Data excerpts:

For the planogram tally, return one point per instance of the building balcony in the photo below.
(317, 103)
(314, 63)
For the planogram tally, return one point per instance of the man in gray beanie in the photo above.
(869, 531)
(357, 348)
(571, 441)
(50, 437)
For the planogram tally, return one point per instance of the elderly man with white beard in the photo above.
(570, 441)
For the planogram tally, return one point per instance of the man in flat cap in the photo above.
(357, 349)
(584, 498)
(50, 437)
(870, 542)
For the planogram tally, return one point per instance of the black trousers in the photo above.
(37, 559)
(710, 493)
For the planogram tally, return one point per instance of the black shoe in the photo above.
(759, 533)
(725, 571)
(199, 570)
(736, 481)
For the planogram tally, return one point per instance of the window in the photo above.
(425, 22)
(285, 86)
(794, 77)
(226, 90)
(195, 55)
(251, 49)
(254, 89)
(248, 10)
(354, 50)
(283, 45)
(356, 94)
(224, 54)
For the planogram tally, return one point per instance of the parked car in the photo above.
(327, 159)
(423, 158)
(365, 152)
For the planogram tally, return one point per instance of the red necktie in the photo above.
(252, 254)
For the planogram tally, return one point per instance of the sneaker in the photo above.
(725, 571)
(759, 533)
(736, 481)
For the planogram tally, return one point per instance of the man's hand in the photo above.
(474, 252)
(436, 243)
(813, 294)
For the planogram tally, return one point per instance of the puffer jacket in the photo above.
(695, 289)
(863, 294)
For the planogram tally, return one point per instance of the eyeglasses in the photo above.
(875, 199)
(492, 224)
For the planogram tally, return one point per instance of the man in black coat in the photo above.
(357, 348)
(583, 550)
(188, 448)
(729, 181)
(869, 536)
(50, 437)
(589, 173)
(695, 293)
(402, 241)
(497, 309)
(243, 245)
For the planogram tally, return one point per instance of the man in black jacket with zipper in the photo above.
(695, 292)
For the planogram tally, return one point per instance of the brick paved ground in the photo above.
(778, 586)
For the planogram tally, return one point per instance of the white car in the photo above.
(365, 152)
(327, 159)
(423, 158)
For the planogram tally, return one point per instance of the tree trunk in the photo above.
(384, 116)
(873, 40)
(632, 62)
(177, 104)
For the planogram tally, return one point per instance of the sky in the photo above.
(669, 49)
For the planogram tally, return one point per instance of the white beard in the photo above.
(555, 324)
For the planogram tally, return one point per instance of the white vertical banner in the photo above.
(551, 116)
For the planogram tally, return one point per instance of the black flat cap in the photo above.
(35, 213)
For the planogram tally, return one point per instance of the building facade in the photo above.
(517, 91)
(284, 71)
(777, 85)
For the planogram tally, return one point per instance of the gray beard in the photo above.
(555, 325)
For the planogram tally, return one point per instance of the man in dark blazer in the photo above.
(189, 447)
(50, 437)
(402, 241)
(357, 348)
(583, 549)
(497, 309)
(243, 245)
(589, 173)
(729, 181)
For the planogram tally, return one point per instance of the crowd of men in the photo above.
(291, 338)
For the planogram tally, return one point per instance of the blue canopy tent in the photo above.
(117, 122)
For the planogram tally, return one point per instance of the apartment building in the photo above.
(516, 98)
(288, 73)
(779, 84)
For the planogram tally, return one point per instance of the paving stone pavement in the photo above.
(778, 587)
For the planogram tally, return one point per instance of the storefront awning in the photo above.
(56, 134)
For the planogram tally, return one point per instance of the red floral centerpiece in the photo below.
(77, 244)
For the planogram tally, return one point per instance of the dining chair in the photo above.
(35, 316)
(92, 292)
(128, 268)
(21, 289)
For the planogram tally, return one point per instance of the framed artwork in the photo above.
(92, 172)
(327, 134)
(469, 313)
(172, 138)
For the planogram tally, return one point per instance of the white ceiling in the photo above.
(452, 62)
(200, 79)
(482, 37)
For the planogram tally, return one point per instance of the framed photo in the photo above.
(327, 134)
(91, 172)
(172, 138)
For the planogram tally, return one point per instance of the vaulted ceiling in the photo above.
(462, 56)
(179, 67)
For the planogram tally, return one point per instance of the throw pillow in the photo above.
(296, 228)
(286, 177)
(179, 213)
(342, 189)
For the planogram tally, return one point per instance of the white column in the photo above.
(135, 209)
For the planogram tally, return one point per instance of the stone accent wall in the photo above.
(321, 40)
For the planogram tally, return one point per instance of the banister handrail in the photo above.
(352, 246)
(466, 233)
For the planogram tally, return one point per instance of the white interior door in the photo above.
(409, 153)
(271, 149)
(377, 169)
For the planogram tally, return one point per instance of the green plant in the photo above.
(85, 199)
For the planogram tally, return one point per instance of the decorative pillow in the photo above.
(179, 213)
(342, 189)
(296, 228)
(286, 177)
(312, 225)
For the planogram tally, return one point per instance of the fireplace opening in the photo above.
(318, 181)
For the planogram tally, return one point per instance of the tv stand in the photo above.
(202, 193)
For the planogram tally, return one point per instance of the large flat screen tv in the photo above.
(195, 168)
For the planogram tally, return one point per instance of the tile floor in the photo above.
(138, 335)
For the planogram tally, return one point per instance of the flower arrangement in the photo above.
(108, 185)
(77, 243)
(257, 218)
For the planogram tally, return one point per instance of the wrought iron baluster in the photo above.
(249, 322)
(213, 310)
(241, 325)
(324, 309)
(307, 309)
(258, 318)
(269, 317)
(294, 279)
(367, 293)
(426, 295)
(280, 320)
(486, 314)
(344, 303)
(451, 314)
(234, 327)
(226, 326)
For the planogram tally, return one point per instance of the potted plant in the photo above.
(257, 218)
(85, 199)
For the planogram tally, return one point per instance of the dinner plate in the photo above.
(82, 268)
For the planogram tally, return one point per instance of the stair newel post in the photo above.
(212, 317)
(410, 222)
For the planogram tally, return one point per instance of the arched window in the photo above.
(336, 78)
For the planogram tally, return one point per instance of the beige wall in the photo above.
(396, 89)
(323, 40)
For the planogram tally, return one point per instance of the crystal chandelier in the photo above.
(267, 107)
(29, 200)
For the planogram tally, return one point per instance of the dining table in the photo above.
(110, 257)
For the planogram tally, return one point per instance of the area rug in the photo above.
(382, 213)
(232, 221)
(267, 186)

How to complete this task: Give back the entries above precisely as they appear.

Written reply:
For the planogram tally, return one point per instance of the building balcony in the photo below.
(317, 103)
(314, 63)
For the planogram tally, return one point per instance of the man in gray beanie in the photo above.
(869, 531)
(357, 348)
(571, 441)
(50, 437)
For the planogram tally, return one point per instance of the elderly man with white beard in the photo above.
(570, 441)
For the planogram tally, return one point per instance of the man in flat cap in the photo above.
(357, 349)
(584, 498)
(50, 437)
(870, 542)
For the planogram tally, return one point per instance of the black trousers in the photo above.
(37, 559)
(710, 493)
For the planogram tally, return one point per instance of the black shoe in the photo above.
(759, 533)
(725, 571)
(199, 570)
(736, 481)
For the planogram tally, return one point per instance of the window in the photo above.
(425, 22)
(285, 86)
(794, 77)
(226, 90)
(195, 55)
(251, 49)
(254, 89)
(248, 10)
(354, 50)
(283, 45)
(356, 94)
(224, 54)
For the planogram tally, return one point per instance of the parked car in the photo above.
(327, 159)
(423, 158)
(365, 152)
For the planogram tally, return one point per instance of the red necktie in the photo above.
(252, 254)
For the planogram tally, return one point per instance of the sneaker in the photo above.
(725, 571)
(759, 533)
(736, 481)
For the planogram tally, return one point per instance of the man's hand in the photo above.
(474, 252)
(436, 243)
(813, 294)
For the planogram tally, return one point per instance of the puffer jacket in the photo above.
(695, 289)
(863, 294)
For the planogram tally, return one point per instance of the eyeglasses in the photo above.
(875, 199)
(492, 224)
For the planogram tally, return one point per instance of the man in black coat in the photo above.
(357, 348)
(583, 550)
(188, 448)
(729, 181)
(869, 536)
(50, 437)
(589, 173)
(695, 293)
(402, 241)
(497, 309)
(243, 245)
For the planogram tally, return one point per instance of the man in black jacket with zipper in the photo above.
(695, 292)
For the planogram tally, return one point per instance of the brick paved ground in the photo above.
(778, 586)
For the planogram tally, return one point per instance of the white car in the photo above.
(365, 152)
(327, 159)
(423, 158)
For the planogram tally, return one point per instance of the tree trunk in the photo above.
(384, 116)
(873, 40)
(632, 62)
(177, 104)
For the planogram tally, return one point per instance of the sky in the photo above.
(669, 49)
For the planogram tally, return one point per instance of the white beard in the photo above.
(555, 324)
For the planogram tally, return one point per instance of the white vertical banner in the photo above.
(551, 116)
For the planogram tally, return one point per instance of the black flat cap in the photo above.
(35, 213)
For the planogram tally, return one point per instance of the building facade in the photo above.
(517, 91)
(284, 71)
(777, 85)
For the planogram tally, return one point per instance of the gray beard in the photo above.
(555, 325)
For the planogram tally, return one point per instance of the man in dark blazer in the photo above.
(189, 447)
(50, 437)
(402, 241)
(357, 348)
(583, 549)
(497, 309)
(243, 245)
(589, 173)
(729, 181)
For the planogram tally, return one point per instance of the crowd of men in the photo above.
(291, 338)
For the planogram tally, return one point per instance of the blue canopy tent in the photo above.
(117, 122)
For the planogram tally, return one point per instance of the apartment building in the photo above.
(516, 98)
(288, 73)
(779, 84)
For the planogram tally, return one point per instance of the paving stone pavement in the photo above.
(778, 587)
For the planogram tally, return one point per instance of the storefront awning in the photo above.
(56, 134)
For the planogram tally, return one point per instance of the red floral centerpiece in the photo below.
(77, 244)
For the planogram tally, return one point per instance of the dining chair in the photo above.
(35, 316)
(92, 292)
(128, 268)
(21, 289)
For the planogram tally, return one point per instance of the framed artwork in the photo above.
(92, 172)
(327, 134)
(469, 313)
(172, 138)
For the planogram tally, return one point per instance of the white ceiling in the photo above.
(452, 62)
(200, 79)
(482, 37)
For the planogram tally, return one point per instance of the framed photo in the photo above.
(327, 134)
(91, 172)
(172, 138)
For the planogram tally, return one point per instance of the vaulted ceiling in the photo above.
(462, 56)
(179, 67)
For the planogram tally, return one point per instance of the throw pillow in the photo above.
(296, 228)
(286, 177)
(179, 213)
(342, 189)
For the planogram tally, return one point per instance of the white column in the photo above.
(135, 209)
For the planogram tally, return one point per instance of the stone accent wall in the photo above.
(321, 40)
For the planogram tally, return one point per instance of the banister handrail in the photo above.
(352, 246)
(466, 233)
For the planogram tally, return one point per instance of the white interior door in the photo above.
(409, 153)
(271, 149)
(377, 169)
For the planogram tally, return one point per instance of the green plant in the photo above.
(85, 199)
For the planogram tally, return one point per instance of the decorative pillow in the photo above.
(179, 213)
(342, 189)
(296, 228)
(286, 177)
(312, 225)
For the planogram tally, return one point per instance of the fireplace opening in the photo above.
(318, 181)
For the planogram tally, return one point per instance of the tv stand in the photo above.
(202, 193)
For the planogram tally, return one point per instance of the large flat screen tv in the photo above.
(195, 168)
For the planogram tally, return one point per instance of the tile floor in the photo above.
(138, 335)
For the planogram tally, return one point per instance of the flower arrangement in the photo above.
(108, 185)
(77, 243)
(257, 218)
For the planogram tally, return one point per instance of the wrought iron baluster in the photo above.
(249, 322)
(213, 310)
(241, 325)
(324, 309)
(307, 309)
(258, 318)
(269, 317)
(294, 279)
(367, 293)
(426, 295)
(280, 320)
(486, 314)
(344, 303)
(451, 314)
(234, 327)
(226, 326)
For the planogram tally, return one point per instance of the potted plant in the photo above.
(257, 218)
(85, 199)
For the planogram tally, return one point per instance of the dinner plate in the photo above.
(82, 268)
For the planogram tally, return one point per instance of the stair newel post in the photo above.
(212, 317)
(410, 222)
For the planogram tally, return one point per instance of the arched window in the photo above.
(336, 78)
For the planogram tally, return one point per instance of the beige wall in the photo above.
(396, 89)
(323, 40)
For the planogram tally, return one point per instance of the crystal chandelier in the photo above.
(267, 107)
(29, 200)
For the planogram tally, return one point per instance of the dining table in the photo above.
(110, 257)
For the planogram tally, return one point per instance of the area rug in the photo above.
(382, 213)
(232, 221)
(267, 186)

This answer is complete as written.